*Goal of the exercise*
Copy the stretch of the material from the line containing "of the overcast" through its end, both ends included, with every line kept. Shift each answer coordinate up by 119.

*Data excerpts*

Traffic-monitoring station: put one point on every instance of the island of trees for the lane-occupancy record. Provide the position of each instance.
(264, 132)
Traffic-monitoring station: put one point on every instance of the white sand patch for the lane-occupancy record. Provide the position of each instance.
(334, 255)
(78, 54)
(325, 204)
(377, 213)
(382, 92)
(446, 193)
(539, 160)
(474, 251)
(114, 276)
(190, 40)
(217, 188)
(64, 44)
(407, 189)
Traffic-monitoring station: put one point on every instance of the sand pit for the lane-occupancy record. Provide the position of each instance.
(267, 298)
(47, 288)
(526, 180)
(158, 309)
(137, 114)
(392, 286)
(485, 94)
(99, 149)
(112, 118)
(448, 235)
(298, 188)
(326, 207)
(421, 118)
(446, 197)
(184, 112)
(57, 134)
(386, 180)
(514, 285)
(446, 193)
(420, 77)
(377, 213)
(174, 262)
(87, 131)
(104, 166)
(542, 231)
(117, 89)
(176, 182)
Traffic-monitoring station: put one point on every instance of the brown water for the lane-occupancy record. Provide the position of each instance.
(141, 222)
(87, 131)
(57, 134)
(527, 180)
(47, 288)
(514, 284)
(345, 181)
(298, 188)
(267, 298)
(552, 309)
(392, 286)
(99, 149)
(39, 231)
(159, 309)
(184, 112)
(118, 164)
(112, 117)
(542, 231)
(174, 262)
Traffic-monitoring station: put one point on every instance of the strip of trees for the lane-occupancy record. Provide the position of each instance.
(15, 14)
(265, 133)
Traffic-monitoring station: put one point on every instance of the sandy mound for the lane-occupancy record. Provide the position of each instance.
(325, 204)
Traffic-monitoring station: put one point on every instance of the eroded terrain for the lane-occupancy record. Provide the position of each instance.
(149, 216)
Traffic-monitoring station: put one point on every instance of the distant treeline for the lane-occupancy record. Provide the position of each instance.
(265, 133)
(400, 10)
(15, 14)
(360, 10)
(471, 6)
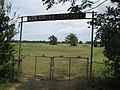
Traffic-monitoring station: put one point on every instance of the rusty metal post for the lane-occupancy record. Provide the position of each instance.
(20, 42)
(69, 68)
(35, 65)
(91, 53)
(87, 71)
(52, 68)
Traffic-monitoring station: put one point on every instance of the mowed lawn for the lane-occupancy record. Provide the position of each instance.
(61, 70)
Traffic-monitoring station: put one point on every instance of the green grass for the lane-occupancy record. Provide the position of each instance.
(78, 66)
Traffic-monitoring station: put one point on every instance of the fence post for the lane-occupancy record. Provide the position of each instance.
(87, 67)
(69, 68)
(52, 68)
(35, 64)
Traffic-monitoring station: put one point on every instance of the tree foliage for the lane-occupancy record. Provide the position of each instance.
(7, 32)
(108, 32)
(72, 39)
(53, 40)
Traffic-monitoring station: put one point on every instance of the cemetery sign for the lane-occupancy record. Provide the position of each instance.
(64, 16)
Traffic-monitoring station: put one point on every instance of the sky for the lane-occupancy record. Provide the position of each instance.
(59, 28)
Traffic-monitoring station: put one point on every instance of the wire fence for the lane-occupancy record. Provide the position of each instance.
(55, 67)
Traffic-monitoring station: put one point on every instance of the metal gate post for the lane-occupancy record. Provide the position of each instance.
(19, 56)
(91, 53)
(69, 68)
(52, 68)
(35, 64)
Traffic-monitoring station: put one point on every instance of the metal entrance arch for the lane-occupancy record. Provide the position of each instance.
(64, 16)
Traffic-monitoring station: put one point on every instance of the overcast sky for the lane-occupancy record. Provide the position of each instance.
(42, 30)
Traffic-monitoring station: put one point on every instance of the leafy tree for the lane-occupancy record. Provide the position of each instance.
(72, 39)
(108, 32)
(53, 40)
(7, 31)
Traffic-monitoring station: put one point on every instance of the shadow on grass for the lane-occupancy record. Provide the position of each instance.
(40, 83)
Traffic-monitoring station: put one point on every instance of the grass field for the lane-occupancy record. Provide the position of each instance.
(78, 66)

*Correct answer*
Traffic-monitoring station: put one point on every instance of the overcast sky for the lane-occupancy record. Provide the position of each instance.
(161, 149)
Traffic-monitoring station: put one point on every instance of the leafy tree for the lane-occupancy record. Provide the position of each instance.
(191, 158)
(227, 151)
(172, 159)
(126, 150)
Traffic-monitoring station: put one point on every instance of the shadow on grass for the lane-occupancy record. Provide the position of each instance.
(159, 202)
Traffic-monitoring station: put one point on every instance of the grass field for the lane-occupancy record. Provide the position of each instance.
(197, 185)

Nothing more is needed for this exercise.